■ Records for this task:
- Opening Delimiter -
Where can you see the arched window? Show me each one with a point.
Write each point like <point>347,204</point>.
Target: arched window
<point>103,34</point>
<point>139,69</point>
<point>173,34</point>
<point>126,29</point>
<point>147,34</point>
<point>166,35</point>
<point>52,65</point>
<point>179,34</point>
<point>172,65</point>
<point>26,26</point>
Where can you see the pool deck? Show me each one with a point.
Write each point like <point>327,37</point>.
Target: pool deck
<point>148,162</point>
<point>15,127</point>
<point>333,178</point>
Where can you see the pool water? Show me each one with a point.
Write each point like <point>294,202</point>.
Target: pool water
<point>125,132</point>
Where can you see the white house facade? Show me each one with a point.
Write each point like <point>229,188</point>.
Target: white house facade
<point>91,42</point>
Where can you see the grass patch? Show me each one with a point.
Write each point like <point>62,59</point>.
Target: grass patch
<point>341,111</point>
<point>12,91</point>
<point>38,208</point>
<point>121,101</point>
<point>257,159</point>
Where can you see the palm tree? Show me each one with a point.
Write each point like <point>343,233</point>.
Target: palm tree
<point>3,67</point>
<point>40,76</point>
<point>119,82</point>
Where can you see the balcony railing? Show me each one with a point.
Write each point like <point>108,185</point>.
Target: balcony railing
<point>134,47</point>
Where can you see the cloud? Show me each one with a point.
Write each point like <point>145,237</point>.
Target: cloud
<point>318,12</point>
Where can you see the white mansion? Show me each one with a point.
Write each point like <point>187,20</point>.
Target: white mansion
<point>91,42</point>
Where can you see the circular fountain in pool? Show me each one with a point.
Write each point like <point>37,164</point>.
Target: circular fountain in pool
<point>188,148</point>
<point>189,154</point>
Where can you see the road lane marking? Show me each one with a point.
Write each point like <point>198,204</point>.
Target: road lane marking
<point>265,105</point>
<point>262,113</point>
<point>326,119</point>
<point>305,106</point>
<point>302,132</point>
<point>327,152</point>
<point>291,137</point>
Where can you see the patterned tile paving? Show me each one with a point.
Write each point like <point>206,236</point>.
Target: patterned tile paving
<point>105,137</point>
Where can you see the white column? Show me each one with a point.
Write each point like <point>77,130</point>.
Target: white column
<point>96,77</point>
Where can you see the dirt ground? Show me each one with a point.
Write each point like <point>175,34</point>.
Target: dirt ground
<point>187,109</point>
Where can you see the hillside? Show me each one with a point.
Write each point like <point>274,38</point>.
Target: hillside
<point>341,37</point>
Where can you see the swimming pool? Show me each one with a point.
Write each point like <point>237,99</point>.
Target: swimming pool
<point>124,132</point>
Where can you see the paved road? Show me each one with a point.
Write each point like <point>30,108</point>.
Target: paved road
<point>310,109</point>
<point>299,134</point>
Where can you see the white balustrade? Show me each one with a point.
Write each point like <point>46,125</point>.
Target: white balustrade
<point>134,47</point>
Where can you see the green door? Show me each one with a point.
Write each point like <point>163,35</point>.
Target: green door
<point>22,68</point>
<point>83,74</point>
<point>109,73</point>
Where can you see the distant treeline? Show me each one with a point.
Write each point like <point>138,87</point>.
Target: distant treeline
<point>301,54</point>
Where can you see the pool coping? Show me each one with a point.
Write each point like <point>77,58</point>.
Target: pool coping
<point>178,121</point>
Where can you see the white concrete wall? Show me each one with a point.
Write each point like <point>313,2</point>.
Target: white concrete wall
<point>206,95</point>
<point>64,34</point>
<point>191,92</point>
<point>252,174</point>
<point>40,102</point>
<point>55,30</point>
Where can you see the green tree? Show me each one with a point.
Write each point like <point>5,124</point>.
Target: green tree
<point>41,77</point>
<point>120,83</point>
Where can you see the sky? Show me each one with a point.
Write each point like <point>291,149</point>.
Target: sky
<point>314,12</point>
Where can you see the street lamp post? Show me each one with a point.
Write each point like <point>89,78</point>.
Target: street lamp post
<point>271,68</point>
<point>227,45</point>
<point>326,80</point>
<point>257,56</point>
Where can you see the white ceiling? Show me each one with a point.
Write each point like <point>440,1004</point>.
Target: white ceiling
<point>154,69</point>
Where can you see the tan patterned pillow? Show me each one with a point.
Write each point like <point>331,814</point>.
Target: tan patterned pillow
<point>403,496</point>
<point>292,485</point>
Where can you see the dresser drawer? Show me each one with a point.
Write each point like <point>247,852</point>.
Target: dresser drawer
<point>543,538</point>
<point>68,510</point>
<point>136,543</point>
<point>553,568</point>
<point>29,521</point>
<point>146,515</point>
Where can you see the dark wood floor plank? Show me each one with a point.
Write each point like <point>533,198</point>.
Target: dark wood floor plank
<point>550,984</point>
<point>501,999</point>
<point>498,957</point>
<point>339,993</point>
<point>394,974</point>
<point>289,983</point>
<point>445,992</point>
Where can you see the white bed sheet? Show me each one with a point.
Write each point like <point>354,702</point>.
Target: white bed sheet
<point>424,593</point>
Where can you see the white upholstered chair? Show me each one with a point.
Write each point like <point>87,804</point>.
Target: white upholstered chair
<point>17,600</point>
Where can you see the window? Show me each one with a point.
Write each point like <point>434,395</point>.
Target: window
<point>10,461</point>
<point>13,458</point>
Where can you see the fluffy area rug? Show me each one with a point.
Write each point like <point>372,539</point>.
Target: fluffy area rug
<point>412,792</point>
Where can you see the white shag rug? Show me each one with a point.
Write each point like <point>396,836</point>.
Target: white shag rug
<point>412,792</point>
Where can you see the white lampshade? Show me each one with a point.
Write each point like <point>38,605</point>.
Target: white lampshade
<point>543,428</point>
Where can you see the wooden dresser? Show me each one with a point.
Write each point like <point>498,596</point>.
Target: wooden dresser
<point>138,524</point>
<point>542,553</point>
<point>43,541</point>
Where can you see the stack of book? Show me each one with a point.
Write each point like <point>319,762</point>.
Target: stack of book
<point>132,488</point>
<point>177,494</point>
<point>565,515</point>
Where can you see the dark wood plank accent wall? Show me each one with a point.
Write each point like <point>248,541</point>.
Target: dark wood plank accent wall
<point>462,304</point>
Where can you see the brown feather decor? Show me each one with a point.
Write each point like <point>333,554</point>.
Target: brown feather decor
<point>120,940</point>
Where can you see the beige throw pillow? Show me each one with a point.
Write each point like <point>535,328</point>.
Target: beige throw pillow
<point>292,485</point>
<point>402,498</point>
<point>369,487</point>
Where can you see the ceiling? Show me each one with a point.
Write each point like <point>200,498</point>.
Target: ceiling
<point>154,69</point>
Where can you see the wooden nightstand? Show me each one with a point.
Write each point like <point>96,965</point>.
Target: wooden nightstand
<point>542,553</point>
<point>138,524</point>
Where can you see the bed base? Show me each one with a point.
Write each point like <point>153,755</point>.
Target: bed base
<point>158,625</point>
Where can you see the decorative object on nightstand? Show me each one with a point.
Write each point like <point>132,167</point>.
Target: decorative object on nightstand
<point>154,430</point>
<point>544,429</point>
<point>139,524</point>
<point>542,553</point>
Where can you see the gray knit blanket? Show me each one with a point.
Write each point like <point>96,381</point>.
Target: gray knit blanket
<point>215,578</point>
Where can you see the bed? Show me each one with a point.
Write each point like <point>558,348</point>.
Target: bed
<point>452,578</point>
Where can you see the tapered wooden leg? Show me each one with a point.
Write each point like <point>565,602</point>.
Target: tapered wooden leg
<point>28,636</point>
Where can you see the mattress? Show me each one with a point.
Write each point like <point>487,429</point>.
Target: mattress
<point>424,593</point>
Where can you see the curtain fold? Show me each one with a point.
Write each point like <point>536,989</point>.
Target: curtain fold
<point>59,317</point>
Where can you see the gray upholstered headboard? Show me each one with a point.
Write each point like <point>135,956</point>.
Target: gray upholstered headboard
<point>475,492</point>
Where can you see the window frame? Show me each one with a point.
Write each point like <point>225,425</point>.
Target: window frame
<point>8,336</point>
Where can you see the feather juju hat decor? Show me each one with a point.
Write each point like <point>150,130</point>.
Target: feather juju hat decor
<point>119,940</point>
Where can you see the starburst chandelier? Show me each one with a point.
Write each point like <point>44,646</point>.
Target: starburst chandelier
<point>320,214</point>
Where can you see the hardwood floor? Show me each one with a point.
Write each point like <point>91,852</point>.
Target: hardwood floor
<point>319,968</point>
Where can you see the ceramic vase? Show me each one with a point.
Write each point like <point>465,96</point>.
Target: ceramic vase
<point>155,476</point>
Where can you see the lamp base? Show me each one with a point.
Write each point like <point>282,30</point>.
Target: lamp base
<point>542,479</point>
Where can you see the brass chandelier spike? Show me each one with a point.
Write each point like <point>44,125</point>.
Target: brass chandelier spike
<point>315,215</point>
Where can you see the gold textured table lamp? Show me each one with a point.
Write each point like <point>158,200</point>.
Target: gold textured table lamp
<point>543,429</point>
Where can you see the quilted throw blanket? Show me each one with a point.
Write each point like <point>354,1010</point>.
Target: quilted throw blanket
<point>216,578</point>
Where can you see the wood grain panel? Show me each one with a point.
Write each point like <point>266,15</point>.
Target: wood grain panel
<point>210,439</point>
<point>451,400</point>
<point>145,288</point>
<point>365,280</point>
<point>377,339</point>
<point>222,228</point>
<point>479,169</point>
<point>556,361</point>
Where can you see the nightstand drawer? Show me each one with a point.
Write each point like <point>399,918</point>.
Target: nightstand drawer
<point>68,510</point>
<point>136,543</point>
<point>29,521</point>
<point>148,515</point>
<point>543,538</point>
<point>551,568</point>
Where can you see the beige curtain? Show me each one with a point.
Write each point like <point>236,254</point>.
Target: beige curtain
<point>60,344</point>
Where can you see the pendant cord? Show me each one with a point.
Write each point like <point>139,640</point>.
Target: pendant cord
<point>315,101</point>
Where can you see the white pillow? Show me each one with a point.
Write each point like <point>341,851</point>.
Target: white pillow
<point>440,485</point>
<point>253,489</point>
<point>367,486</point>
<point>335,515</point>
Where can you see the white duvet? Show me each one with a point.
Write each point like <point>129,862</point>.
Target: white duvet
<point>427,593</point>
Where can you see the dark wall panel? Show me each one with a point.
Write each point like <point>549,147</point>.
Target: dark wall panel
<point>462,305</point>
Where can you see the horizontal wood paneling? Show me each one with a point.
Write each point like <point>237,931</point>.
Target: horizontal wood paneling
- Closing Delimiter -
- Opening Delimiter -
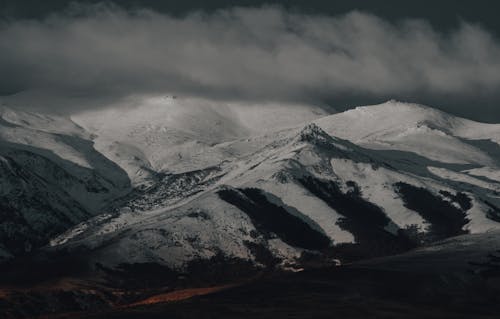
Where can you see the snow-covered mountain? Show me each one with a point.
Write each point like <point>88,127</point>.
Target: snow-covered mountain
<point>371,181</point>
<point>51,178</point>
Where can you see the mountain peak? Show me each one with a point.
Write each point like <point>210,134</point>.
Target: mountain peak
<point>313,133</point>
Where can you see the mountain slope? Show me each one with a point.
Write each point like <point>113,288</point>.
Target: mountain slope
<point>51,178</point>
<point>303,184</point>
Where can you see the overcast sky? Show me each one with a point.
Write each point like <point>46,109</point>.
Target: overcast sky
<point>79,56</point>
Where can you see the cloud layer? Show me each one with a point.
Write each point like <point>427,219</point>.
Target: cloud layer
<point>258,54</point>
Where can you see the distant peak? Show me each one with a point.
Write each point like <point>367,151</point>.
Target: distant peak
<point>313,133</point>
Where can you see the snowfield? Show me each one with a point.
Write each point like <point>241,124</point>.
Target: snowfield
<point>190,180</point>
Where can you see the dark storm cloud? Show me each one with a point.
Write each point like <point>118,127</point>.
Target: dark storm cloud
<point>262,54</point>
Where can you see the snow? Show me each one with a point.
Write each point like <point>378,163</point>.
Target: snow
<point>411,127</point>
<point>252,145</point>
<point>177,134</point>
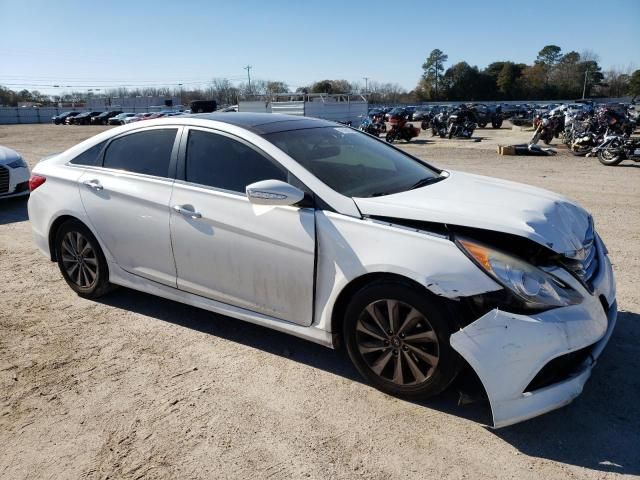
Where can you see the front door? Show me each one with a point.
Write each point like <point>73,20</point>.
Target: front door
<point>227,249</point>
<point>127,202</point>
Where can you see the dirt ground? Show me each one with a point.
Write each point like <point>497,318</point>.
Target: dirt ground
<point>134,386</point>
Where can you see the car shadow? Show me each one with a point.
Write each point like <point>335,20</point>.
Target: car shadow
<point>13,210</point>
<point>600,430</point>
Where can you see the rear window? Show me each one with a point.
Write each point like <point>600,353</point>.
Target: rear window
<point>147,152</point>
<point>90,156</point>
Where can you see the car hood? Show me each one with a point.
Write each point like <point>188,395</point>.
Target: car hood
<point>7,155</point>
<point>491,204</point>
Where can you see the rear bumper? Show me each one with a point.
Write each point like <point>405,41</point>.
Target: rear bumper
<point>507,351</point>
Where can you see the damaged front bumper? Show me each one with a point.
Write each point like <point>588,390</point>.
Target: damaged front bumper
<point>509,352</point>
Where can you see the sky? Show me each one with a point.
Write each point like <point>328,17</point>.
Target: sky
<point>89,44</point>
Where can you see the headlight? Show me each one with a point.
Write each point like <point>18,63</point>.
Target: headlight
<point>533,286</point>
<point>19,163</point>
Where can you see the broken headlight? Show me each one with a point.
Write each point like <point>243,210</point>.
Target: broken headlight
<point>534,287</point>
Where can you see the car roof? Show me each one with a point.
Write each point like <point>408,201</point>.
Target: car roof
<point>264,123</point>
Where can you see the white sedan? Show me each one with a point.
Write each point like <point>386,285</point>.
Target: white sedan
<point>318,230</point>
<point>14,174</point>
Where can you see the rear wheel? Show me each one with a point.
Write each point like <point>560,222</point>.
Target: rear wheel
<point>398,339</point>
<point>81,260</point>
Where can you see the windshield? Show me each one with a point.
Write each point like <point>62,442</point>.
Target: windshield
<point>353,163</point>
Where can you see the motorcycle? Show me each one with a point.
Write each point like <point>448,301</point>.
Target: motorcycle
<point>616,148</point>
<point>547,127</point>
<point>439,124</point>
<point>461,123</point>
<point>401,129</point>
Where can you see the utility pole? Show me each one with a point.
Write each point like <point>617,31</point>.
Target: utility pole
- Closing Delimiter -
■ Task to carry out:
Take the lines above from the one containing "Where can you see the arched" down to the one containing "Where can you see the pool deck?", and transcribe them exactly, both ends included.

■ Written answer:
Where can you see the arched window? Show me each one with a point.
Write each point like <point>347,204</point>.
Target: arched window
<point>103,34</point>
<point>139,69</point>
<point>173,34</point>
<point>126,29</point>
<point>147,34</point>
<point>166,35</point>
<point>52,65</point>
<point>179,34</point>
<point>172,65</point>
<point>26,26</point>
Where can you see the pool deck? Show me each one with a point.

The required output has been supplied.